# Text excerpt
++++++++

Hispanic Vista
April 28, 2003

They Died Trying to Become Students - The Future for Latinos in an Era of War and Occupation

                          COUNTERPOINT

                          By JORGE MARISCAL
                          With the U.S. assault on Iraq moving from the invasion to the
                          occupation phase and the saber rattling continuing to echo out of
                          Pentagon, it is time to reflect on where the Latino community in
                          the United States finds itself within the larger context of the New
                          World Order.
                          Like many working class youth, Latinos and Latinas who buy
                          into the vision of military service as a short cut to college or job
                          training are simply looking for a way to grab a piece of the
                          American Dream. But the reality of that Dream continues to be
                          relatively distant for the Chicano/Mexicano community. More
                          specifically, alternatives to military
                          service available to Mexicano youth are significantly fewer than
                          for other groups. Until this fact is understood, the fundamental
                          injustice of Mexican and Chicano youth dying to "liberate" Iraq
                          (or any other developing nation) cannot be fully grasped.

++++++++

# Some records
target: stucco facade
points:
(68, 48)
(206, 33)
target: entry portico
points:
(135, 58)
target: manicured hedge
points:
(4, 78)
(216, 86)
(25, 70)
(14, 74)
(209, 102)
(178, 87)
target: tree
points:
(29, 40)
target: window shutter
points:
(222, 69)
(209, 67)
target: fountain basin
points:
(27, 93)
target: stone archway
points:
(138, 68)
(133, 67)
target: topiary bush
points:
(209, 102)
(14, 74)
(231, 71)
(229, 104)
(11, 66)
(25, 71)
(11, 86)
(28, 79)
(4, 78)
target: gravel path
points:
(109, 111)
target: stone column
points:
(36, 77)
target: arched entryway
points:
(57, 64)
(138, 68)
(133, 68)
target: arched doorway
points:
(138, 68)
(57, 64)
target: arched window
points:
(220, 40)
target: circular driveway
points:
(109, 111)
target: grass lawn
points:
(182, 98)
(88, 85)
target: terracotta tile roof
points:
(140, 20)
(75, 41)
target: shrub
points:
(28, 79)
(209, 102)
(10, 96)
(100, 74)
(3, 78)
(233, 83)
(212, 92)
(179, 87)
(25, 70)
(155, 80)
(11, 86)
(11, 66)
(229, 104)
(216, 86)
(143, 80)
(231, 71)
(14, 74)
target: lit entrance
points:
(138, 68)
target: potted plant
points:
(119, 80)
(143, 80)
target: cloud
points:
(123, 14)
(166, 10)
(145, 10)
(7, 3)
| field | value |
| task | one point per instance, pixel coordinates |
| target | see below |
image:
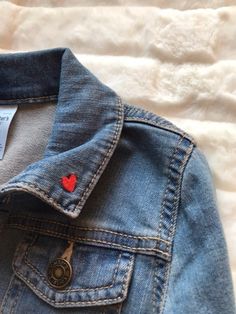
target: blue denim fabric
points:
(143, 216)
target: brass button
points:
(59, 273)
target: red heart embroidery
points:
(69, 182)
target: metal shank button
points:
(59, 273)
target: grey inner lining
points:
(27, 138)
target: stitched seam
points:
(168, 270)
(109, 152)
(93, 240)
(27, 261)
(167, 185)
(177, 131)
(30, 98)
(42, 194)
(6, 296)
(154, 308)
(81, 302)
(187, 154)
(92, 229)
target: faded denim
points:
(143, 216)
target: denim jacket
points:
(119, 215)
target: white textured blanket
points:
(179, 62)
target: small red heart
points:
(69, 182)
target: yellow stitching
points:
(91, 229)
(109, 151)
(32, 98)
(92, 240)
(80, 302)
(162, 126)
(27, 261)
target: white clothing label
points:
(6, 116)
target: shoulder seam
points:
(152, 120)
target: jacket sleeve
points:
(199, 277)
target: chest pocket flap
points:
(100, 276)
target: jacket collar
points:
(85, 132)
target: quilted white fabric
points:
(177, 61)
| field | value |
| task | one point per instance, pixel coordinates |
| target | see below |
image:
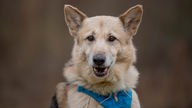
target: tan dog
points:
(102, 57)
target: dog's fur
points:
(120, 56)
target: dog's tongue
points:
(100, 70)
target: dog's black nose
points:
(99, 59)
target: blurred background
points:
(35, 44)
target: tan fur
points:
(122, 73)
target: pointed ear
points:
(74, 18)
(131, 19)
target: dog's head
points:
(103, 42)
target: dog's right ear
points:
(74, 18)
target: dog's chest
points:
(80, 100)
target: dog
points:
(102, 63)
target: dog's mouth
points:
(100, 71)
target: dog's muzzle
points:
(99, 68)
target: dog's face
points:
(103, 41)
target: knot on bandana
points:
(121, 99)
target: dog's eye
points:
(90, 38)
(111, 38)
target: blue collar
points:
(123, 98)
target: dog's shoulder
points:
(59, 100)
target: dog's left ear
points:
(131, 19)
(74, 18)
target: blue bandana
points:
(123, 98)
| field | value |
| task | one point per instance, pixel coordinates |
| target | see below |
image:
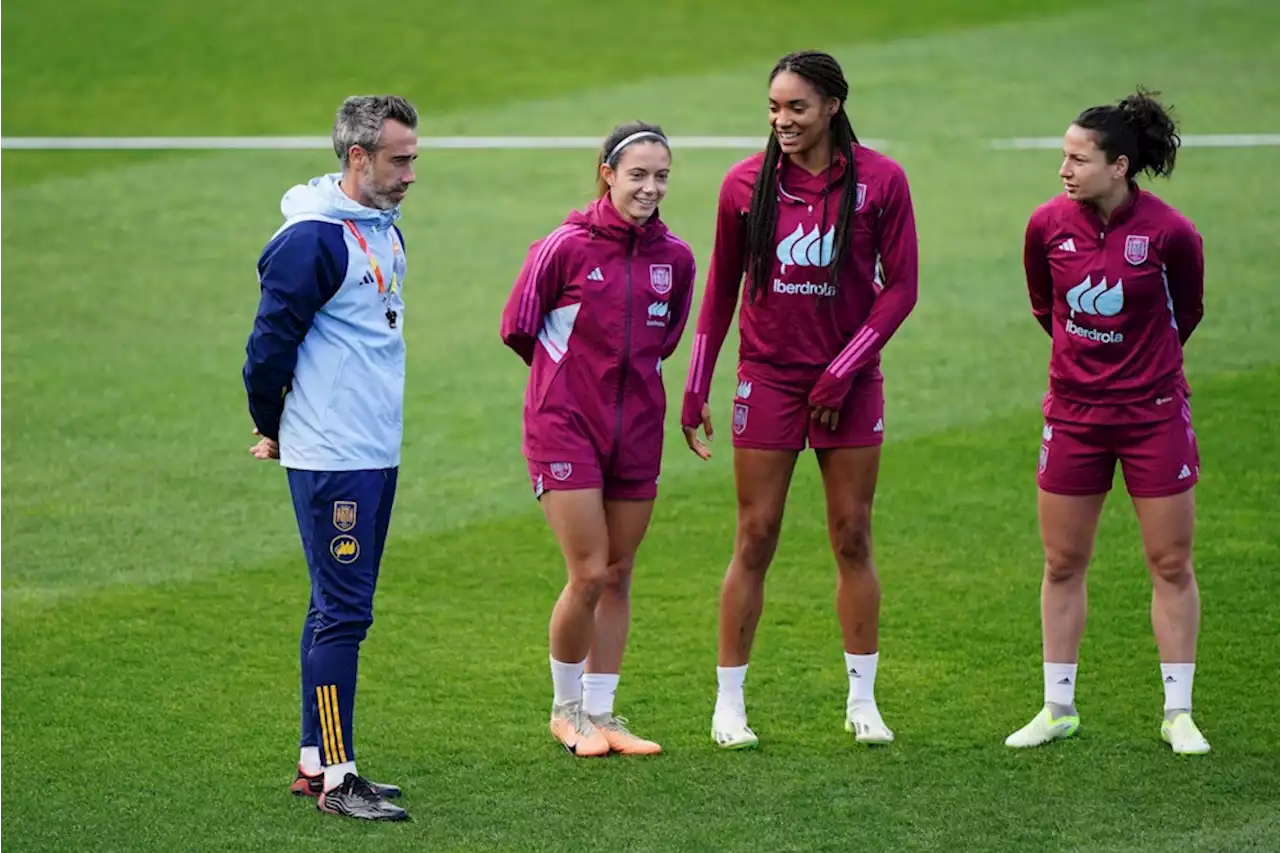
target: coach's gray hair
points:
(360, 122)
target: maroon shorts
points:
(567, 477)
(1157, 459)
(768, 415)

++++++++

# Request 1
Answer these questions about the Counterpoint column:
(a) On what date was it published?
(b) The U.S. assault on Iraq is moving from which phase to which?
(c) How do alternatives to military service for Mexicano youth compare with those for other groups?
# Request 2
Please extract the part of the Counterpoint column starting with "They Died Trying" and going on through "World Order.".

# Complete response 1
(a) April 28, 2003
(b) From the invasion phase to the occupation phase
(c) They are significantly fewer.

# Complete response 2
They Died Trying to Become Students - The Future for Latinos in an Era of War and Occupation

                          COUNTERPOINT

                          By JORGE MARISCAL
                          With the U.S. assault on Iraq moving from the invasion to the
                          occupation phase and the saber rattling continuing to echo out of
                          Pentagon, it is time to reflect on where the Latino community in
                          the United States finds itself within the larger context of the New
                          World Order.